[Prompt]
Switch "board and batten siding" to "clapboard siding" everywhere it appears in the rows below, and write the rows out again with everything else left as is.
==============================
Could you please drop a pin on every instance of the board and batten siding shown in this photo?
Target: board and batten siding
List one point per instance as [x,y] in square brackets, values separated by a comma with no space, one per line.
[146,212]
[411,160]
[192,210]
==============================
[Task result]
Could you please drop a pin on every instance of the clapboard siding shown in this photo?
Target: clapboard siding
List one point per instance as [x,y] in square brackets, values separated by a comma with no space, one per line.
[146,212]
[411,160]
[192,210]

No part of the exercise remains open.